▶ Tasks for this exercise
[1] In the news piece on California's unfunded retiree health care costs, what share of their pension obligations have the state's public pension systems already set aside money to cover?
[2] Write the next few paragraphs of the news piece on California's unfunded retiree health care costs, picking up after its final sentence.

California's state and local governments face at least $118 billion in unfunded retiree health care costs over the next 30 years and should begin setting aside money now to cover those bills, a state commission recommended Monday.
"We must ensure that the promises that have been made to the valued work force will be kept in a way that won't pass the bill on to our kids and grandkids," said commission chairman Gerald Parsky, the head of a Los Angeles investment company and a University of California regent.
"Prefunding ... is the best approach to dealing with this issue."
Parsky said the $118 billion figure could be higher if health care costs rise faster than current estimates. It's on top of $63.5 billion in unfunded pension benefits owed state and local government workers.
California's public pension systems already have set aside money to cover more than 89 percent of their pension obligations. Otherwise, the $63.5 billion figure would be significantly larger, the Public Employee Post-Employment Benefits Commission reported.

▶ Supplied data
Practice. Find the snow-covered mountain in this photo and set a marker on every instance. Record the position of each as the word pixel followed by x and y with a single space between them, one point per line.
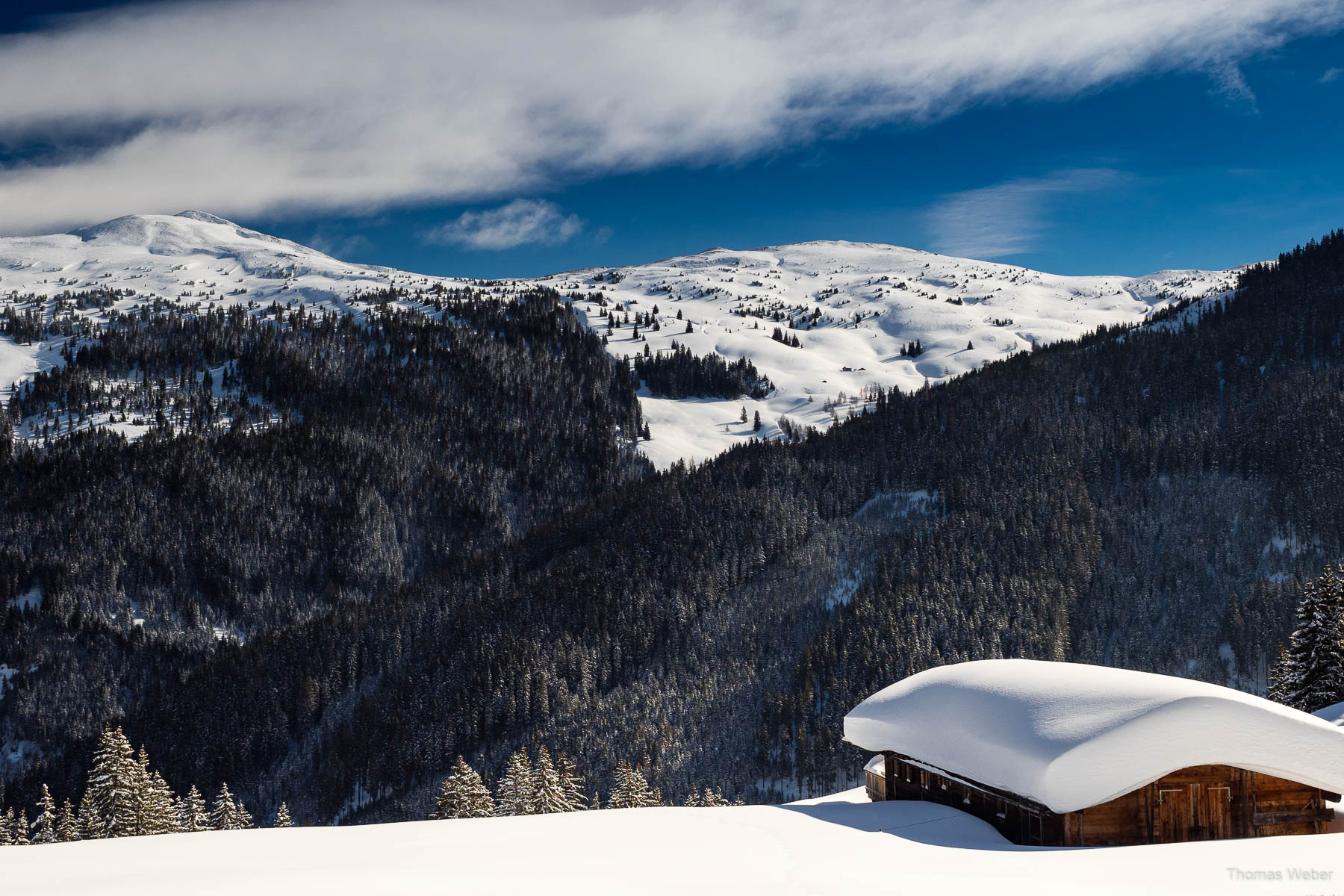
pixel 853 309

▶ Answers
[1] More than 89 percent.

[2]
But agencies have been less diligent about prepaying retired public employee medical and dental benefits. Only about 22 percent of the state and local agencies responding to the commission's survey have begun to set aside money to cover those costs.
"We don't see any reason why health care benefits should not be treated equally as important," Parsky said at a Capitol news conference.
The state's share of that $118 billion is $47 billion or $48 billion. The commission is urging lawmakers and the governor to set aside $1.2 billion in the budget that takes effect July 1 to begin to cover those costs.
That would add to the state's current budget shortfall, which could total as much as $14 billion over the next 18 months without addressing the unfunded health benefit liability.
"Unfunded liabilities are a problem, and you have to see it in the context of how it can be addressed currently," Parsky said.
He said the amount the state would have to put aside each year eventually would decline based on income from investing the set-aside funds.
Gov. Arnold Schwarzenegger praised the commission's "diligent work" but was noncommittal about the 12-member panel's recommendations.
"I will be reviewing the findings and submit a formal plan to address this issue in the next 30 days," he said in a statement. "I look forward to working with leaders in both parties to ensure that public employee retirement benefits are protected while governments move forward in a fiscally responsible way."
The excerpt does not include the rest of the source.